Transcribe word for word the lines below from the line with "If you could tag each instance of the girl's bare arm" through the line with "If you could tag each instance of the boy's reflection", ends included.
_____
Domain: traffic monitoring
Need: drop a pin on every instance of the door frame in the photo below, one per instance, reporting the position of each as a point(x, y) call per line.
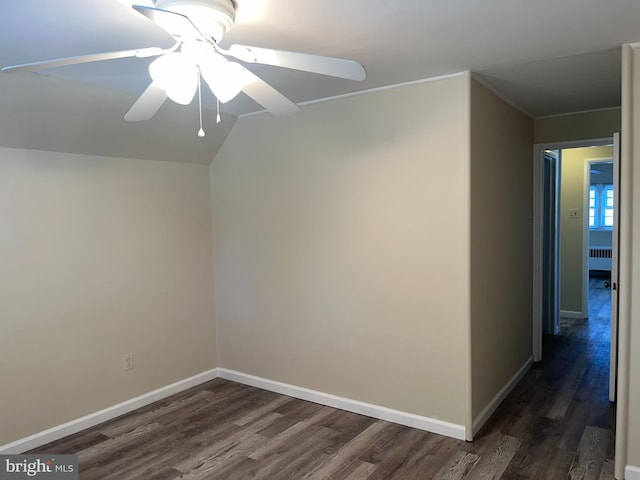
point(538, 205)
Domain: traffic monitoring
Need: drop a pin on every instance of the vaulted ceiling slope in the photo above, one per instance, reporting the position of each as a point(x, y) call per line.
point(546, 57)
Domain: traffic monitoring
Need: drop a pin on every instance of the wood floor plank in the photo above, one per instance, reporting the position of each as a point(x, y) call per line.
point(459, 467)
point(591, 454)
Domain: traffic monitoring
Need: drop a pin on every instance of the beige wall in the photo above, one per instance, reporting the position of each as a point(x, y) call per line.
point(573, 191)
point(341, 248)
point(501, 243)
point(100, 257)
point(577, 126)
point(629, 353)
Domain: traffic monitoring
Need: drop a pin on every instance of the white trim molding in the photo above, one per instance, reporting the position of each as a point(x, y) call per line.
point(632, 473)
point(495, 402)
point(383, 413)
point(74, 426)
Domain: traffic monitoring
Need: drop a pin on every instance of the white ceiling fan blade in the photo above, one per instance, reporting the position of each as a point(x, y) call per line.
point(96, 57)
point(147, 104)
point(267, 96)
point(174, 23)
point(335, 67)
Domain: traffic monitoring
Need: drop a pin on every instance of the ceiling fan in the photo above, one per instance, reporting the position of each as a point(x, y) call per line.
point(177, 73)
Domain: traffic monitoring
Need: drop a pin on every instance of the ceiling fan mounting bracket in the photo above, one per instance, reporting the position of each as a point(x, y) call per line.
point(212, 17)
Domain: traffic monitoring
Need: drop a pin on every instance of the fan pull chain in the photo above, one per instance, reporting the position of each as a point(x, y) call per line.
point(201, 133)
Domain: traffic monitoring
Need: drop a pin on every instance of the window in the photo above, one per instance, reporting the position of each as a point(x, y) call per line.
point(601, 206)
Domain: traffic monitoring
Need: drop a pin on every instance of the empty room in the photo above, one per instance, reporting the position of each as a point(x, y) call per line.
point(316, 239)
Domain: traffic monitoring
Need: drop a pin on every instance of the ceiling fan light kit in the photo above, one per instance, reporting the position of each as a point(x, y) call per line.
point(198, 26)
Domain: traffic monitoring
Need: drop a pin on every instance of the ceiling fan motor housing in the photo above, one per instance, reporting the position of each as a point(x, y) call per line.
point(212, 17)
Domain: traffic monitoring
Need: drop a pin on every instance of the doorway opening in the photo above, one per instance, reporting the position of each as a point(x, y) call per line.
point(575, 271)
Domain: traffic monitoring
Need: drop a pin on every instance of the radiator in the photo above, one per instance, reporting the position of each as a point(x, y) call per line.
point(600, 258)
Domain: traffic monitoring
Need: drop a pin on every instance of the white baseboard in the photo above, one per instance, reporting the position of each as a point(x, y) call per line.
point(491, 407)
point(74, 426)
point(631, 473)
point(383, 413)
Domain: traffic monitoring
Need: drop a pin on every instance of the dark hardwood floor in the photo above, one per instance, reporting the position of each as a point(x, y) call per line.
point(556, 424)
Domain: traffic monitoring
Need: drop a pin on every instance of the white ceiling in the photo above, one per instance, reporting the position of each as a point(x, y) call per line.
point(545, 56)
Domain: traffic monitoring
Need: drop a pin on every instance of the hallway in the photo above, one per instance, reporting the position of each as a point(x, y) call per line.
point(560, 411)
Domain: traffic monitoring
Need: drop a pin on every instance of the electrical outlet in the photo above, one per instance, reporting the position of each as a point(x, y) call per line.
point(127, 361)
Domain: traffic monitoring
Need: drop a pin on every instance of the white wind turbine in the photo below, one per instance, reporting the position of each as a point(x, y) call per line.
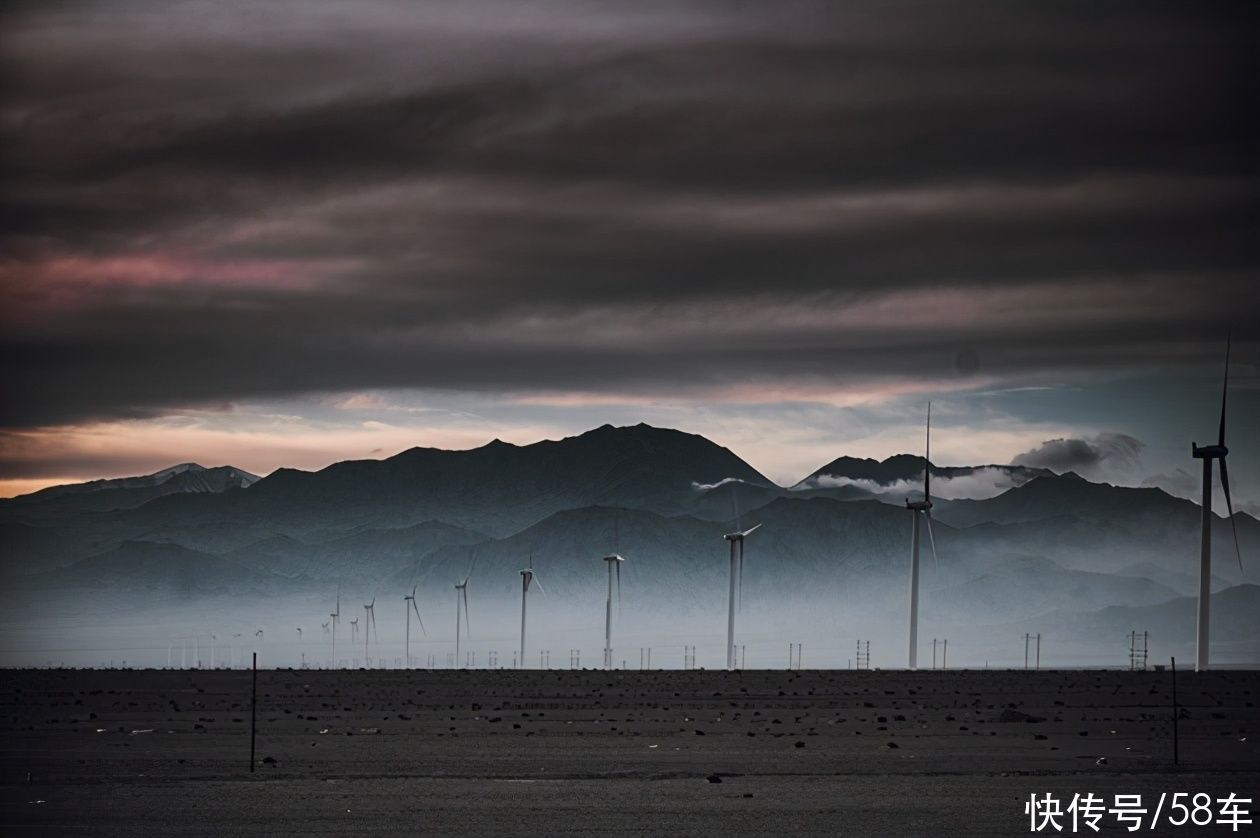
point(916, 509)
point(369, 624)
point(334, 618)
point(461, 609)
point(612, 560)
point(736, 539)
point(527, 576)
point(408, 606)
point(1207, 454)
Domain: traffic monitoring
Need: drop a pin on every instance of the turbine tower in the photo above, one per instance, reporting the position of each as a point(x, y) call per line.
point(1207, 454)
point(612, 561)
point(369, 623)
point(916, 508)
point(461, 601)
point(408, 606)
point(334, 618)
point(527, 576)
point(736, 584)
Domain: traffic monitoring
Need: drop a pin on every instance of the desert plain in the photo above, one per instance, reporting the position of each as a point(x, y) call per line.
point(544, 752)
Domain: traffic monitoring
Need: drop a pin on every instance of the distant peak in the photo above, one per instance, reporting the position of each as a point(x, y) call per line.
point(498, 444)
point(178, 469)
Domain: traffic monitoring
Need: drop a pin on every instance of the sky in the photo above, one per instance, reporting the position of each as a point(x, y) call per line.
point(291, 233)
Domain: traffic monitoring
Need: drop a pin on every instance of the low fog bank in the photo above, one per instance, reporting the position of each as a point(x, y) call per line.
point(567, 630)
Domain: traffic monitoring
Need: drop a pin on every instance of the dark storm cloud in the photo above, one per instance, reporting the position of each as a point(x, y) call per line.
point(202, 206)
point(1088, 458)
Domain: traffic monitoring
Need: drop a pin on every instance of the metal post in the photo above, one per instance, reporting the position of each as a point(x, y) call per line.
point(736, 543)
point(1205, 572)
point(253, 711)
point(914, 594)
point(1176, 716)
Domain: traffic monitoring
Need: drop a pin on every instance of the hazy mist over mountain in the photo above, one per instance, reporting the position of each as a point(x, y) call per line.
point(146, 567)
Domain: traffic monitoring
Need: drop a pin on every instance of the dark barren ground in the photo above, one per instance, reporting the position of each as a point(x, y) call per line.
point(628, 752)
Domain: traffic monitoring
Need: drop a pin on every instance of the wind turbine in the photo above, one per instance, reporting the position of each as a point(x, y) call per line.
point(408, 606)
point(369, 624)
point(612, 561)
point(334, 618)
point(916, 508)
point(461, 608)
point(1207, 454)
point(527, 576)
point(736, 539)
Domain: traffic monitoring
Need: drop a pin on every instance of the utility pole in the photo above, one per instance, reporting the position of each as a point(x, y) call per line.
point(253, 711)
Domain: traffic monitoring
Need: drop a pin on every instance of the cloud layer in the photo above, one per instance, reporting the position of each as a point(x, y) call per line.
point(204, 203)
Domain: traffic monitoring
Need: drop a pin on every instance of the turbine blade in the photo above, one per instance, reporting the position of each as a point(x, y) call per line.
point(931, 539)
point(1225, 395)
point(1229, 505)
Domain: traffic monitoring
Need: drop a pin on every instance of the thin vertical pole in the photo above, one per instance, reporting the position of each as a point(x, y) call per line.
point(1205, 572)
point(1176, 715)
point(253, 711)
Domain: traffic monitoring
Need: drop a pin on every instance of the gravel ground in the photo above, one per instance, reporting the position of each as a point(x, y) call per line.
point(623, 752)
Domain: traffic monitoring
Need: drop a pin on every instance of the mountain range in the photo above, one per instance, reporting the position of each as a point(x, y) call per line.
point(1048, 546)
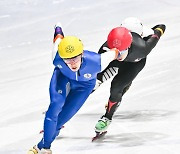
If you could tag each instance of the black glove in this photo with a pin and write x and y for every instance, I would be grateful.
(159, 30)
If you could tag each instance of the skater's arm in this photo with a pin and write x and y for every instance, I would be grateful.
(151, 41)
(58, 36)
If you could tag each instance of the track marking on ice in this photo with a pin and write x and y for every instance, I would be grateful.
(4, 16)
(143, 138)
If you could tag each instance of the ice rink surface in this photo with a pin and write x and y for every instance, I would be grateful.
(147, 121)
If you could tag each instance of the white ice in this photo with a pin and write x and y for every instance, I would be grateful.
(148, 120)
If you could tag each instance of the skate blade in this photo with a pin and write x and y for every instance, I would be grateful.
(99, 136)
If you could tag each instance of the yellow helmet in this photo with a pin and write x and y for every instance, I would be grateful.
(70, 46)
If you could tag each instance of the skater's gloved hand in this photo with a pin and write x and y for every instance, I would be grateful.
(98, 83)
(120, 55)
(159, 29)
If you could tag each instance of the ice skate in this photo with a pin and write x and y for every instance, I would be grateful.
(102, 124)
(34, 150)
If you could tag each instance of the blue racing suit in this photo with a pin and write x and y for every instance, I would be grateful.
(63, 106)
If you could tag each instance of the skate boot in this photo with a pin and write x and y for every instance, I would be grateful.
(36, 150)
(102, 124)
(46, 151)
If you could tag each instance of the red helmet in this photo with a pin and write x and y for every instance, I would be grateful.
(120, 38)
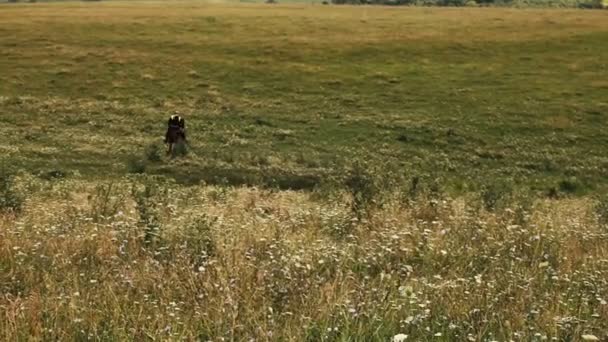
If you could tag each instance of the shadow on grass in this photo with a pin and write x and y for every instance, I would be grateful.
_____
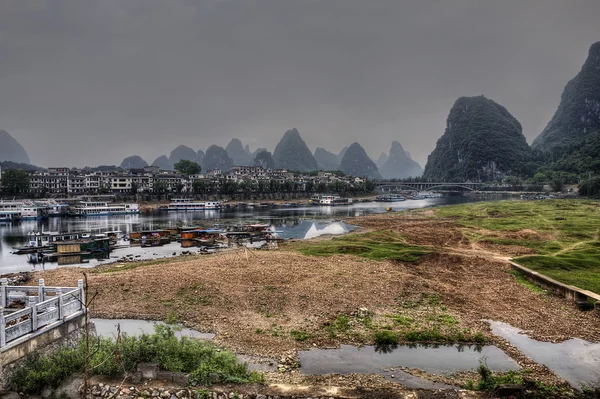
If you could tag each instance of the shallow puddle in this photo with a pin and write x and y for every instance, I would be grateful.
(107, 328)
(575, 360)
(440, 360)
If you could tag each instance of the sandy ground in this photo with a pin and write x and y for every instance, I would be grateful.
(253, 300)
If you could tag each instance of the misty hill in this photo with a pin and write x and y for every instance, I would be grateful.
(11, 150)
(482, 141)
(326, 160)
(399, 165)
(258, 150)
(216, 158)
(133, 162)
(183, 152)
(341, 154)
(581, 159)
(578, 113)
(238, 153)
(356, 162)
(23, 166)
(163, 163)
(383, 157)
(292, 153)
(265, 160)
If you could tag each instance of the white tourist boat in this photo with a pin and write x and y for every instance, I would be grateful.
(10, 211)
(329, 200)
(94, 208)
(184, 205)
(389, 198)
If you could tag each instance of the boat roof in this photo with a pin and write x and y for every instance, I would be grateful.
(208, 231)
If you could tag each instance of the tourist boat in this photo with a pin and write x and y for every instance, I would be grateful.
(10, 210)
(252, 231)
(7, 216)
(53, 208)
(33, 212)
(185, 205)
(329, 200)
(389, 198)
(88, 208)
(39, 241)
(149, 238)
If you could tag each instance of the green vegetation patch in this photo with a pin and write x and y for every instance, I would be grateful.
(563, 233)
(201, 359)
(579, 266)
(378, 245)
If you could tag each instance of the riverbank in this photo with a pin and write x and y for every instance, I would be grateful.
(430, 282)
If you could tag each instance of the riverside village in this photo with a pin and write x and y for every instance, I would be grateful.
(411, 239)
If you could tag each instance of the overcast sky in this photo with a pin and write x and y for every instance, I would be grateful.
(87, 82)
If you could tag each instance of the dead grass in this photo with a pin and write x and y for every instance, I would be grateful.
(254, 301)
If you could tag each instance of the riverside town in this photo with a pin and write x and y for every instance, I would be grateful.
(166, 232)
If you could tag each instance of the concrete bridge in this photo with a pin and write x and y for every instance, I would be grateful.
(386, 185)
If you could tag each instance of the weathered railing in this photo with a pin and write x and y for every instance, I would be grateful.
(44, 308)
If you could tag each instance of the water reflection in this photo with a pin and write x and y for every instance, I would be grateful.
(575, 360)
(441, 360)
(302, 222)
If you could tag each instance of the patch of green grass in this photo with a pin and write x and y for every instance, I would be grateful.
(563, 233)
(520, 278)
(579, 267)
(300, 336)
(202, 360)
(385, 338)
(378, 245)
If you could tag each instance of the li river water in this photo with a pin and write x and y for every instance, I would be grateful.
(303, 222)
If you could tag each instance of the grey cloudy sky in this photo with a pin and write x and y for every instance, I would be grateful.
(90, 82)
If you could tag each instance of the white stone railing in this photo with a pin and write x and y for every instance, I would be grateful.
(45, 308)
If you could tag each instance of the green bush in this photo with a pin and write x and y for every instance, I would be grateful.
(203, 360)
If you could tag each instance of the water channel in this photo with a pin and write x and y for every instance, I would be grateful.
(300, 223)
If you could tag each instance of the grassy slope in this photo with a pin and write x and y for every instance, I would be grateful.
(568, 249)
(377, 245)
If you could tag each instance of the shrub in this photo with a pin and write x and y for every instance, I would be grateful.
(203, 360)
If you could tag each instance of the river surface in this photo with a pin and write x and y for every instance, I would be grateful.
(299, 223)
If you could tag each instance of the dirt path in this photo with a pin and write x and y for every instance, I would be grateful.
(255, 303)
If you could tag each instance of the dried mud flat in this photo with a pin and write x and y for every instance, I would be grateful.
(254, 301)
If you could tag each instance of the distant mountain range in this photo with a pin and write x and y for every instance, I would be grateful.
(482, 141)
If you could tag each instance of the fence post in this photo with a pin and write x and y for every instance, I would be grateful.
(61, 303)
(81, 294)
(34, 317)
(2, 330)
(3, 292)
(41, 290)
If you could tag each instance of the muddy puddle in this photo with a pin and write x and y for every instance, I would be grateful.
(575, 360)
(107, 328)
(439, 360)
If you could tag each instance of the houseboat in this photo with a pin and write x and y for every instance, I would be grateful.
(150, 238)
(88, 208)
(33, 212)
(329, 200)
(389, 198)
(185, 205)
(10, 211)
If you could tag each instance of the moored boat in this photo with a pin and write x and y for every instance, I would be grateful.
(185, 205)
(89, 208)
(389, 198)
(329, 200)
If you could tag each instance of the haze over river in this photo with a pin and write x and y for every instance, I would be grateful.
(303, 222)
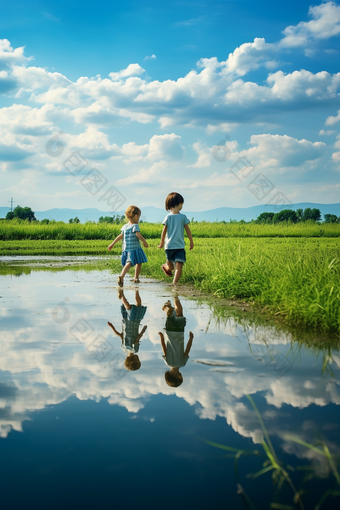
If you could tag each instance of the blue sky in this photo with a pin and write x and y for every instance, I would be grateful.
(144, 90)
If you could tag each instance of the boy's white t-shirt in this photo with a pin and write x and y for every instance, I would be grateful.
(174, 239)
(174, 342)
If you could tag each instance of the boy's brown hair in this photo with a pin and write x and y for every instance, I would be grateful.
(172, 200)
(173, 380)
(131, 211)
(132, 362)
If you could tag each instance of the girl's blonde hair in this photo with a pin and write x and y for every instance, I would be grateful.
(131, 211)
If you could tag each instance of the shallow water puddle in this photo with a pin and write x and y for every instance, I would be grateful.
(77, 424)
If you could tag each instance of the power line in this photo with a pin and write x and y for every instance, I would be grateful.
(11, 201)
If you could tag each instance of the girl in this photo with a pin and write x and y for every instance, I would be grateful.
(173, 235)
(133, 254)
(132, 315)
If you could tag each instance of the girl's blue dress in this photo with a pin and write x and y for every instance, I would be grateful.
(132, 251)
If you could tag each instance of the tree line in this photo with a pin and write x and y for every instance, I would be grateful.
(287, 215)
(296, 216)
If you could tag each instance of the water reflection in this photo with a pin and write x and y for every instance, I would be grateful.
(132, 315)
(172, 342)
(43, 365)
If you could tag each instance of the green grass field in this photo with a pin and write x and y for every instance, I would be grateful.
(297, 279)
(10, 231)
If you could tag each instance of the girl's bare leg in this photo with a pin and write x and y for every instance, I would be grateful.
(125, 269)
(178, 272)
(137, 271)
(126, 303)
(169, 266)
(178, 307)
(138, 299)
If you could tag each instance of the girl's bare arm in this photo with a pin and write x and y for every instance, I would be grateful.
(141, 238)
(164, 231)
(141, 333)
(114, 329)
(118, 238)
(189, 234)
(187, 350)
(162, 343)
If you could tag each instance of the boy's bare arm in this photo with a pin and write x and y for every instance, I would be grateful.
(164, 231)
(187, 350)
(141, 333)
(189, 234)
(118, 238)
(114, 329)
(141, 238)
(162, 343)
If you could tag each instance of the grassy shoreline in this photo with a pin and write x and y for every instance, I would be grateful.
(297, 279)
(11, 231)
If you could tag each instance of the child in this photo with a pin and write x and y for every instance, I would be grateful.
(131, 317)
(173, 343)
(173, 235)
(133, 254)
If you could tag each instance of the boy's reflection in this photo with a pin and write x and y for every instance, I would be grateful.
_____
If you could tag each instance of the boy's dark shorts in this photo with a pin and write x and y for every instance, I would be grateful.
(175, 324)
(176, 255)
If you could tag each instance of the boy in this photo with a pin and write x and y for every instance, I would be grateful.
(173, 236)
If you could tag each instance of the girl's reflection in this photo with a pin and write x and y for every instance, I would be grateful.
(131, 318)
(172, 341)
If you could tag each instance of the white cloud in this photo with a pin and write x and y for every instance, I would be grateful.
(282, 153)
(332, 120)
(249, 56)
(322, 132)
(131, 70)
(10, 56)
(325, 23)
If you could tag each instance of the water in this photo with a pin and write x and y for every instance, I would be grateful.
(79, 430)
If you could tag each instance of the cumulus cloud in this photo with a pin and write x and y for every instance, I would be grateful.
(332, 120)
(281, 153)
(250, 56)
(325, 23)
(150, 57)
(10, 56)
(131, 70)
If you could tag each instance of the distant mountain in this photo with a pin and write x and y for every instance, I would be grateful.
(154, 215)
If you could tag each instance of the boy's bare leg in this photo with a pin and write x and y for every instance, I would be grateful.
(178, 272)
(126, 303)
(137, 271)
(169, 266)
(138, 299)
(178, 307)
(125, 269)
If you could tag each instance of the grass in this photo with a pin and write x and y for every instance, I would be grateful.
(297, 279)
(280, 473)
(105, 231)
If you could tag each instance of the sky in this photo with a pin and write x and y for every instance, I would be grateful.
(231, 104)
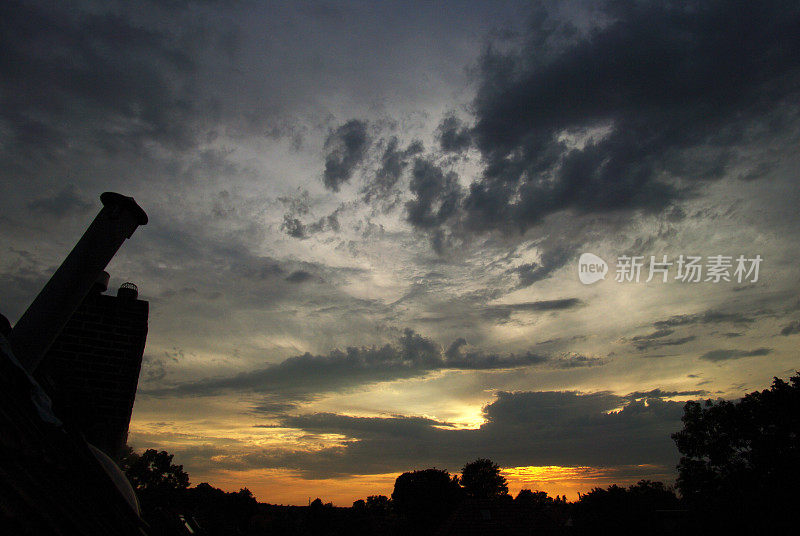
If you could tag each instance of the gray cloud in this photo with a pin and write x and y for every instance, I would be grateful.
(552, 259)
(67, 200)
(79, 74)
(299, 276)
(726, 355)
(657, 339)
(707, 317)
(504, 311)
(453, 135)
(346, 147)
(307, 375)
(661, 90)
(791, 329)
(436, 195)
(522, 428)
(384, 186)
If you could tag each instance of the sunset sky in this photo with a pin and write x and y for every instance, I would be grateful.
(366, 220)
_____
• _Output of the task_
If you could tag each instance of the girl's bare arm in this photo with a pin and write x and y for every instance, I would be grateful.
(141, 238)
(164, 231)
(141, 333)
(114, 329)
(118, 238)
(189, 234)
(187, 350)
(162, 343)
If you could tag each instance of the boy's bare arm in this photo with a pin and write x and y for every instance, I would be grateful.
(164, 231)
(187, 350)
(141, 333)
(189, 234)
(118, 238)
(114, 329)
(141, 238)
(162, 343)
If you could tag each instance of the grassy shoreline in this photo with a pin and write x and y for every instance, I would be grateful.
(297, 279)
(11, 231)
If you could tag each instance of the child in this photo with a pin and write x and y for every instance, I would be grateful.
(131, 317)
(173, 343)
(173, 235)
(133, 254)
If you could tag each instance of the boy's reflection in this photo with a pin and write x and y for every instance, I would be grateful.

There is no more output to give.